Document excerpt.
--
And when Saul's son heard that Abner was dead in Hebron, his hands were feeble, and all the Israelites were troubled.
No JFB commentary on these verses.
And Jonathan, Saul's son, had a son that was lame of his feet. He was five years old when the tidings came of Saul and Jonathan out of Jezreel, and his nurse took him up, and fled: and it came to pass, as she made haste to flee, that he fell, and became lame. And his name was Mephibosheth.
Jonathan, Saul's son, had a son that was lame of his feet. This is mentioned as a reason for his being considered, according to Oriental notions, unfit for exercising the duties of sovereignty.
And the sons of Rimmon the Beerothite, Rechab and Baanah, went, and came about the heat of the day to the house of Ishbosheth, who lay on a bed at noon.
Rechab and Baanah, went, and came about the heat of the day ... It is still a custom in the East to allow their soldiers a certain quantity of grain, together with some pay; and these two captains very naturally went to the palace the day before to fetch wheat, in order to distribute it to the soldiers, that it might be sent to the mill at the accustomed hour in the morning.
And they came thither into the midst of the house, as though they would have fetched wheat; and they smote him under the fifth rib: and Rechab and Baanah his brother escaped.
And they came thither into the midst of the house. [The Septuagint says: kai idou hee thurooros tou oikou ekathaire purous kai enustaxe kai ekatheude, and, behold, the porteress at the gate had been winnowing wheat; she became drowsy and fell asleep. kai Reechab kai baana hoi adelfoi dielabon, and the brothers Rechab and Bannah went through (got access into) the palace.].
For when they came into the house, he lay on his bed in his bedchamber, and they smote him, and slew him, and beheaded him, and took his head, and gat them away through the plain all night.
When they came into the house, he lay on his bed. Rechab and Baanah came in the heat of the day, when they knew that Ish-bosheth, their master, would, according to custom, be resting on his divan; and as it was necessary, for the reason just given, to have the grain the day before it was needed, their coming at that time, though it might be a little earlier than usual, created no suspicion, and attracted no notice. They took advantage of these circumstances to execute an infamous plot they had formed against the life of their master; and having assassinated him while reposing on his couch, they cut off his head, to be carried as a trophy to David in Hebron.
Gat them away through the plain all night, [ haa-`Araabaah (Hebrew #6160)] - i:e., the valley of the Jordan, through which their way lay from Mahanaim to Hebron.
--
Entries supplied.
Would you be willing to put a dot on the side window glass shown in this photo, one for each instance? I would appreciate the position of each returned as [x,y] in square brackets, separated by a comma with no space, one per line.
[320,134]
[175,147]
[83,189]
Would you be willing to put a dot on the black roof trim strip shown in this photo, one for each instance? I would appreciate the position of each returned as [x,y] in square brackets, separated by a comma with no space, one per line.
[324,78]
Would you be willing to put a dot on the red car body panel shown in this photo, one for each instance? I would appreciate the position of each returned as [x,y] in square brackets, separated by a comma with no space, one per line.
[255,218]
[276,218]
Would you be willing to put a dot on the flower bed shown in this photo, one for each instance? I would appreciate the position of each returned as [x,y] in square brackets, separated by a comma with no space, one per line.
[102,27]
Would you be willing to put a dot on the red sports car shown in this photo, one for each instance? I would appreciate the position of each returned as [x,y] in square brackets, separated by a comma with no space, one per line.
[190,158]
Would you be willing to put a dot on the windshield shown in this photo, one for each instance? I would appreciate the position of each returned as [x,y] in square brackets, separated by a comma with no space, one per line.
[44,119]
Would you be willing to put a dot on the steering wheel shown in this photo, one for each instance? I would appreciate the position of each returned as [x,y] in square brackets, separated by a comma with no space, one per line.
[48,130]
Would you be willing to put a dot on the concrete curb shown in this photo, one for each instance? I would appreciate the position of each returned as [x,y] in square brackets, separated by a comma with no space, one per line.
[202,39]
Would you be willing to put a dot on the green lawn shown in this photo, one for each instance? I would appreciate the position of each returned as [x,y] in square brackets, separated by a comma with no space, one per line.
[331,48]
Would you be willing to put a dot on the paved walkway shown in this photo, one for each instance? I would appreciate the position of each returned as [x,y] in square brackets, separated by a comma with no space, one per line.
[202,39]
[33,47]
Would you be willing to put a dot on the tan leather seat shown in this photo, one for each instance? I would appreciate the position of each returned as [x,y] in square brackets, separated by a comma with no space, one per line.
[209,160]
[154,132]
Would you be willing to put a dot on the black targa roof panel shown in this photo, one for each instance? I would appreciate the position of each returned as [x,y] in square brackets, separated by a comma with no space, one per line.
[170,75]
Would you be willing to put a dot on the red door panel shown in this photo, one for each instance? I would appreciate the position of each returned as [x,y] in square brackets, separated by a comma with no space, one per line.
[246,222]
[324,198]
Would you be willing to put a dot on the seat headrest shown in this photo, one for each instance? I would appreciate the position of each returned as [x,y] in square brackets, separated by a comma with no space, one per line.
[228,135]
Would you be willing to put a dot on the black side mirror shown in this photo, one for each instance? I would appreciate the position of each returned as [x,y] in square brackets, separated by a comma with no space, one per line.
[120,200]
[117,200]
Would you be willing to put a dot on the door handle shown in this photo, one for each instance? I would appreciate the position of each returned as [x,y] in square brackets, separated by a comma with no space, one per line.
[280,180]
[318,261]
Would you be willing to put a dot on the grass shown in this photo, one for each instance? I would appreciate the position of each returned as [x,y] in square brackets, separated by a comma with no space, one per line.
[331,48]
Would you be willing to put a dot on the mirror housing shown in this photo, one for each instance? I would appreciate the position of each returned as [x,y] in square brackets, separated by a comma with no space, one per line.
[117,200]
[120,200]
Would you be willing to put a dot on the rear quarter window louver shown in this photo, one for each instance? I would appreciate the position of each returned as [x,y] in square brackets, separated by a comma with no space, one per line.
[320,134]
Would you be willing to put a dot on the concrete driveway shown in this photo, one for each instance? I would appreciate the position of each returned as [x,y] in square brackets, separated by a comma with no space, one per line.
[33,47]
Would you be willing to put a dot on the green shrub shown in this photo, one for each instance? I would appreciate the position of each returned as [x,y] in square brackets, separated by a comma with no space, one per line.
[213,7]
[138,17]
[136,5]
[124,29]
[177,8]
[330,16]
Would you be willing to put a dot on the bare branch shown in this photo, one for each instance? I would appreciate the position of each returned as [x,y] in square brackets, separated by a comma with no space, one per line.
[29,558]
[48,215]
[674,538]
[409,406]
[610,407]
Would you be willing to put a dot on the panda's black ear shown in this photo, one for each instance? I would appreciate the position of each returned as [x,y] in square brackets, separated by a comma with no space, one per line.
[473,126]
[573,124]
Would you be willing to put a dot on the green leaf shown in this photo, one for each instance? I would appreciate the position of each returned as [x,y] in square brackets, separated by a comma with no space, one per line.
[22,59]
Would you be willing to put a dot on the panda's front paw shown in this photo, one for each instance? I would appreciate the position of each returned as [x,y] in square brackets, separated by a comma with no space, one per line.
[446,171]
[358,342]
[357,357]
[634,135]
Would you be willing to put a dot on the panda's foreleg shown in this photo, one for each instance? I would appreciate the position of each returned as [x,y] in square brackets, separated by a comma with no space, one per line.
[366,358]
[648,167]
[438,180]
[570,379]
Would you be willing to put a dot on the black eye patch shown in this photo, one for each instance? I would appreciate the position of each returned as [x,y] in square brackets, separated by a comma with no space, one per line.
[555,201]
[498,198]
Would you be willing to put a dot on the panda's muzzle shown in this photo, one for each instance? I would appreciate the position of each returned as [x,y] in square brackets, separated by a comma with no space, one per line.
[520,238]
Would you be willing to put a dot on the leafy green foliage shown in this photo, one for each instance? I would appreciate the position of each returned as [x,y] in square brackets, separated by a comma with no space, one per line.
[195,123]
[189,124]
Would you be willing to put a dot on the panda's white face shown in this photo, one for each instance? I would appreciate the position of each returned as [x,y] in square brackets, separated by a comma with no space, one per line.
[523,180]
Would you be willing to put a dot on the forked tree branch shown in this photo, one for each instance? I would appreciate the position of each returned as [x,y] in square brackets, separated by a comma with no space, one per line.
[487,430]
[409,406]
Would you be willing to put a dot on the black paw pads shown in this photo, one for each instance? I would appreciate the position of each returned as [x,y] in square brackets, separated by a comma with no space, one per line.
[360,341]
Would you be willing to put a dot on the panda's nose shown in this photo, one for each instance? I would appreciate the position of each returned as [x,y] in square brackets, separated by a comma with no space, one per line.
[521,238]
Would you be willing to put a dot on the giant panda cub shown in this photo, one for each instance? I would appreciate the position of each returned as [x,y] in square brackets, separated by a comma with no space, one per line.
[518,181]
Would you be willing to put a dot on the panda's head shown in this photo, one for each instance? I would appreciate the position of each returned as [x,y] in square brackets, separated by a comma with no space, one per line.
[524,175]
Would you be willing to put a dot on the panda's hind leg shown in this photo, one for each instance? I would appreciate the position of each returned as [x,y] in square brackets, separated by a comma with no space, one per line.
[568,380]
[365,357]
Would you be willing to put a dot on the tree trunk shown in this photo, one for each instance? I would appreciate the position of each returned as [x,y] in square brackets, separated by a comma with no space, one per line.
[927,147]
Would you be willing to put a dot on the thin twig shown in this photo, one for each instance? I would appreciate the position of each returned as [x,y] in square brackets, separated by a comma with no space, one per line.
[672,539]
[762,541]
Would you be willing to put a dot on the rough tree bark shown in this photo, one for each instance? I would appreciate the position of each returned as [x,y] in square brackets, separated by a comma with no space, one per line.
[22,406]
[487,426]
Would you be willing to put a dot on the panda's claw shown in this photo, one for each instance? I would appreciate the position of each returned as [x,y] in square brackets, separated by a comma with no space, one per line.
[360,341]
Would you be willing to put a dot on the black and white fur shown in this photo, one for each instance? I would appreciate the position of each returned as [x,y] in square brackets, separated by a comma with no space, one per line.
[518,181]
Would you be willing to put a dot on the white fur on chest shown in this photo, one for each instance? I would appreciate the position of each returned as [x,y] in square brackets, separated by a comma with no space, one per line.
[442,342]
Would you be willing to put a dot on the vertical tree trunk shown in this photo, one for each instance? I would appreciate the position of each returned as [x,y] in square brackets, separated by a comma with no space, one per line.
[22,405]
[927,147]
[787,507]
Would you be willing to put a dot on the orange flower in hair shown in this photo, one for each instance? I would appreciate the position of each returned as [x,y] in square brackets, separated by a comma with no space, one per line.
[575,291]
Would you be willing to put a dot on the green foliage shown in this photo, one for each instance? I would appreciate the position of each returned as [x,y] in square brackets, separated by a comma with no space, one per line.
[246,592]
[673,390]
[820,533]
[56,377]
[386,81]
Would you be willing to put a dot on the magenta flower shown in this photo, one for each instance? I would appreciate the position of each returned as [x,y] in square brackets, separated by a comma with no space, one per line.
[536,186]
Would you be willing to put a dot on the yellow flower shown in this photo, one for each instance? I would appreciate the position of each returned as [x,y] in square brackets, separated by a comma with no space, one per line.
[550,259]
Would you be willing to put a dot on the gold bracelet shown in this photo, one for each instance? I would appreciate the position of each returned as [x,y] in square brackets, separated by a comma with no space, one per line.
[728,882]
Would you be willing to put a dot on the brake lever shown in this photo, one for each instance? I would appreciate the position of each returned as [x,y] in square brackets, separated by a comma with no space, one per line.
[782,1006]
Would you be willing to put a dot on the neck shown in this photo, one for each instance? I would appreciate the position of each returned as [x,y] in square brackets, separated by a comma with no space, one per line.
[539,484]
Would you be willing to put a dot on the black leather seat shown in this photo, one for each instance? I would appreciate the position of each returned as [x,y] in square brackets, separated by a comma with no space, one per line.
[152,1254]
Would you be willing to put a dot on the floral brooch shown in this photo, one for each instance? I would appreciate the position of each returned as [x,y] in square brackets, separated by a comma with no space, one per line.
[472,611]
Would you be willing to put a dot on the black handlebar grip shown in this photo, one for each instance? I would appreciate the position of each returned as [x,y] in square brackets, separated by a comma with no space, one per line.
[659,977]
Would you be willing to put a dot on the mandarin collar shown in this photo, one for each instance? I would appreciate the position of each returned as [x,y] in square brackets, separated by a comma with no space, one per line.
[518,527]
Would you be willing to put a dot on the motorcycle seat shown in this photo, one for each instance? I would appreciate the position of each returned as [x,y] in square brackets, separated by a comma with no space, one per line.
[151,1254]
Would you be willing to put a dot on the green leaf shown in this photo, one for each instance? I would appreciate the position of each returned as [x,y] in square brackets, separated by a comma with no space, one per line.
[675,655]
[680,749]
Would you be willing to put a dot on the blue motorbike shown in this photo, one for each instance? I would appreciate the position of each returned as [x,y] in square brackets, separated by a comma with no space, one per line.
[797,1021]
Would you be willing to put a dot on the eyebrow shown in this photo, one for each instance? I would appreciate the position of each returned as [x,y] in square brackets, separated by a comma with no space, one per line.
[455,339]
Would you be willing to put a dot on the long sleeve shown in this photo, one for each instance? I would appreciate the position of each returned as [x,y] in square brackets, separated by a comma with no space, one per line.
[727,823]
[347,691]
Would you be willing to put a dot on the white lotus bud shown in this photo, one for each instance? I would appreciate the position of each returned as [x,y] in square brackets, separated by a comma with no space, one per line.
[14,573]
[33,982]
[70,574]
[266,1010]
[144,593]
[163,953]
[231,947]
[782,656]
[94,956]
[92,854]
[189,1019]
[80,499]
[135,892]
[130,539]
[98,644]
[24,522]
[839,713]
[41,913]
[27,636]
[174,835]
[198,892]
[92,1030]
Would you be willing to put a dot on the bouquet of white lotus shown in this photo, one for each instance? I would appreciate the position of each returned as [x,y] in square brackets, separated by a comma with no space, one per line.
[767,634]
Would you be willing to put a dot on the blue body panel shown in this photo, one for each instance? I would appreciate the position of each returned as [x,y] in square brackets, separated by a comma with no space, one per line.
--
Stated goal. Pick up the verse-by-verse commentary on the murder of Ish-bosheth and carry it on from its last sentence.

Exercise output.
And they brought the head of Ishbosheth unto David to Hebron, and said to the king, Behold the head of Ishbosheth the son of Saul thine enemy, which sought thy life; and the LORD hath avenged my lord the king this day of Saul, and of his seed.
Behold the head of Ish-bosheth. Such bloody trophies of rebels and conspirators have always been acceptable to princes in the East, and the carriers been liberally rewarded. Ish-bosheth being a usurper, the two assassins thought they were doing a meritorious service to David by removing the only existing obstacle to the union of the two kingdoms.
And David answered Rechab and Baanah his brother, the sons of Rimmon the Beerothite, and said unto them, As the LORD liveth, who hath redeemed my soul out of all adversity,
No JFB commentary on these verses.
And David commanded his young men, and they slew them, and cut off their hands and their feet, and hanged them up over the pool in Hebron. But they took the head of Ishbosheth, and buried it in the sepulchre of Abner in Hebron.
Slew them, and cut off their hands and their feet. The cutting off the hands and feet of criminals convicted of treason was an ancient custom in the East, and is still continued.
And hanged them up over the pool in Hebron. Outside the town of Hebron is a pool of good water, which, being below the level of the adjoining ground, is accessible by flights of steps at each corner; and there is another reservoir at a little distance, both of which are very ancient. One or other of these must certainly be the pool referred to. The exposure of the mutilated relics of the two assassins at the pool was owing to its being a place of public resort. The exposure of the mutilated remains were intended as not only a punishment of their crime, but also the attestation of David's abhorrence.
Took the head of Ish-bosheth, and buried it in the grave of Abner in Hebron. This sepulchre is stall shown at a spot a few yards from the mosque (see the notes at 2 Samuel 3:39).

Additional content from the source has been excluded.